▶ _Description of the task_
Take the lines below beginning at the line that has "Where can the stucco" and stopping after the line that has "Where can the pink", and print them exactly as they are, with no other lines.

*** Opening Entries shown ***

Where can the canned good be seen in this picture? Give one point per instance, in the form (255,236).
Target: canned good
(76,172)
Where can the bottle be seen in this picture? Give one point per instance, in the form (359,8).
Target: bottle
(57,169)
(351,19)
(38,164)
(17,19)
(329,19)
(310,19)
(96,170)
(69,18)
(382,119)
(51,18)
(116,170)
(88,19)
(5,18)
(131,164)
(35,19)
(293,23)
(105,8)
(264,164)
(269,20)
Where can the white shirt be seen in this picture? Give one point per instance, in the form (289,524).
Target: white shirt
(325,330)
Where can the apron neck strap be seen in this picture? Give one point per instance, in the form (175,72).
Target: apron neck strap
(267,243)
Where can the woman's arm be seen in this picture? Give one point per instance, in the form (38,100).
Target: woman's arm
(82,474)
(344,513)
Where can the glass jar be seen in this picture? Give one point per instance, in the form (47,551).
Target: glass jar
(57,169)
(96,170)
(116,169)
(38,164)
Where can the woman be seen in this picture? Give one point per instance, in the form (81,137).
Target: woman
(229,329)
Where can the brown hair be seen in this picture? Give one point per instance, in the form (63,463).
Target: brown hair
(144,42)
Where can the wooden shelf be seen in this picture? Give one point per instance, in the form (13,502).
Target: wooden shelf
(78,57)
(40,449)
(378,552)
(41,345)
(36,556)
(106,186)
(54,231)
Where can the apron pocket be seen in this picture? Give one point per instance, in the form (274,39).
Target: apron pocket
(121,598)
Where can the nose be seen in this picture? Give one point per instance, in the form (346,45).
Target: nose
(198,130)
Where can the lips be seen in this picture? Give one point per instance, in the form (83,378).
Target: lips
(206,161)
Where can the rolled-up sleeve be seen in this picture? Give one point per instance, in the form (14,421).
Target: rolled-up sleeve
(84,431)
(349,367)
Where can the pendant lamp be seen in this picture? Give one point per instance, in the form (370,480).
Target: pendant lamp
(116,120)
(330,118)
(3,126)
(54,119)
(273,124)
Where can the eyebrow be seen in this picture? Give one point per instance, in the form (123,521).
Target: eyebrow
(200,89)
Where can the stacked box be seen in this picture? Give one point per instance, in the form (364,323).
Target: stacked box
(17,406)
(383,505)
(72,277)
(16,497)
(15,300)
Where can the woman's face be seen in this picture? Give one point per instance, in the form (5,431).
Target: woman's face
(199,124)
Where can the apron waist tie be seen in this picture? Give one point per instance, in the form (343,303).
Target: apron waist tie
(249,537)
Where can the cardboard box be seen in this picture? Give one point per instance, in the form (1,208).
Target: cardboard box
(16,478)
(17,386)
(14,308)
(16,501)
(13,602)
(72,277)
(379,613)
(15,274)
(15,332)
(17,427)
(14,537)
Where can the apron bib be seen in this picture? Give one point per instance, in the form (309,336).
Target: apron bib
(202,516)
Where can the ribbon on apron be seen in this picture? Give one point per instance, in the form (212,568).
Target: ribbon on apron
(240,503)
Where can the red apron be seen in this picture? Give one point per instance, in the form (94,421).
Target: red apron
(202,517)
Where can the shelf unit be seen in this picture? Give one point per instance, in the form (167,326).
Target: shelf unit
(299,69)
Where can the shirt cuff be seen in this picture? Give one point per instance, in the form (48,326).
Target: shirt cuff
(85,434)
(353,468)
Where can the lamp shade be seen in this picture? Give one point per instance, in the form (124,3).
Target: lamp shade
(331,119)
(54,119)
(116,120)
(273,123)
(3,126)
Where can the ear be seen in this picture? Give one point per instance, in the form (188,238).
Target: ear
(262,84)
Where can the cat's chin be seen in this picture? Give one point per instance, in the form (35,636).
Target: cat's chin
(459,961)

*** Closing Entries shown ***
*** Opening Entries shown ***

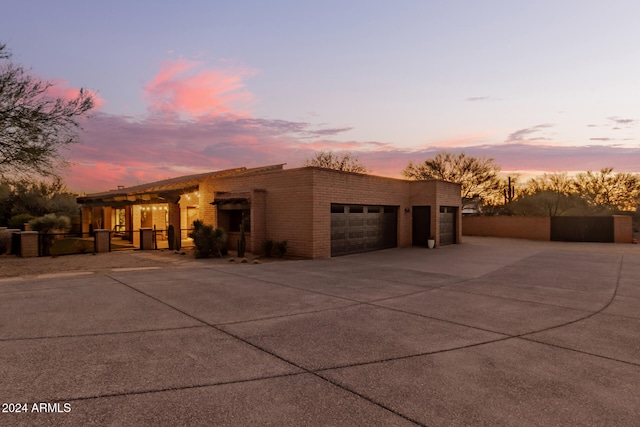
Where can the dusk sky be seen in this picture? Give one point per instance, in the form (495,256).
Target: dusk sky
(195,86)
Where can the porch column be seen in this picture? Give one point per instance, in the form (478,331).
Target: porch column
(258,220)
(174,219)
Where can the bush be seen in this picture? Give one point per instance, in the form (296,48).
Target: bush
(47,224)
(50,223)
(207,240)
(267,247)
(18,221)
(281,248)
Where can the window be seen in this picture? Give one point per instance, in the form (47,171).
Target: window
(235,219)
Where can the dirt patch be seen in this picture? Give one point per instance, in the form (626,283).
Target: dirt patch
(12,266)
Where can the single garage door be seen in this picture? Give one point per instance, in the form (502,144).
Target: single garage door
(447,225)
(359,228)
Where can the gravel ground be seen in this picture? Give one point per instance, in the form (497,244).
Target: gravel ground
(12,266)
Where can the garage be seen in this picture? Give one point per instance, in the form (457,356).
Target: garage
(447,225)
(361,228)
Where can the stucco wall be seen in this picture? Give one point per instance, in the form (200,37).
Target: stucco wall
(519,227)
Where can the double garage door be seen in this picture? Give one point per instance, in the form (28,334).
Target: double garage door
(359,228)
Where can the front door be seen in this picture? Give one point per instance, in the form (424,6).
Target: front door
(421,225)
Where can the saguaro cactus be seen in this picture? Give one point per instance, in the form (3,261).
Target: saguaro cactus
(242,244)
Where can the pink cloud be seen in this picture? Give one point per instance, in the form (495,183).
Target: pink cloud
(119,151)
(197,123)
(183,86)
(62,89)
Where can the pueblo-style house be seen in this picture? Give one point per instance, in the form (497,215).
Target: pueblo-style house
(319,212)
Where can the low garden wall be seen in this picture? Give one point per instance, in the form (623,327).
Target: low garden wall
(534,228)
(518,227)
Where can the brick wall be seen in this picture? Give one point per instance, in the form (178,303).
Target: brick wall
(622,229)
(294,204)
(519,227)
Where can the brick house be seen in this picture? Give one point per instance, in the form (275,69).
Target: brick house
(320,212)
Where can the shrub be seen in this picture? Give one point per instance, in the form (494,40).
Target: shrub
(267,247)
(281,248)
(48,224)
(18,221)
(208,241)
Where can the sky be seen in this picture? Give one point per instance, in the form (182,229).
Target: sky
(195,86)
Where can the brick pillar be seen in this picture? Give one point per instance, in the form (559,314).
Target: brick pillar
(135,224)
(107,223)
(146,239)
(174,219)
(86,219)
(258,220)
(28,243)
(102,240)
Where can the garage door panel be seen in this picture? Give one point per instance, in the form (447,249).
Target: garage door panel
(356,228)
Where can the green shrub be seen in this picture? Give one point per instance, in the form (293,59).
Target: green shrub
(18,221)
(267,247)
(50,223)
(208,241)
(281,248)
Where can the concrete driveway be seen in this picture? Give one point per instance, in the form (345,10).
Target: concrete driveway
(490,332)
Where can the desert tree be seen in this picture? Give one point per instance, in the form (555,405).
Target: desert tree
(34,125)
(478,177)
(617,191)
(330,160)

*** Closing Entries shown ***

▶ _Output_
Where can the stucco wall be seen in this picture? Give one point per instance, in the form (200,37).
Target: stucco wall
(519,227)
Where can the double garage door be seen in this picture? Give one point per instance, in the form (28,334).
Target: double garage door
(359,228)
Where can the front door be seen in this picture? Give one point per instance, in the form (424,6).
Target: front door
(421,225)
Where can the saguaro cactus be seen in this picture? Give one point per instance, in the form (3,261).
Target: saguaro cactus
(242,244)
Where can the pink cloud be seen in this picture? Give one point per instance, in the form (495,183).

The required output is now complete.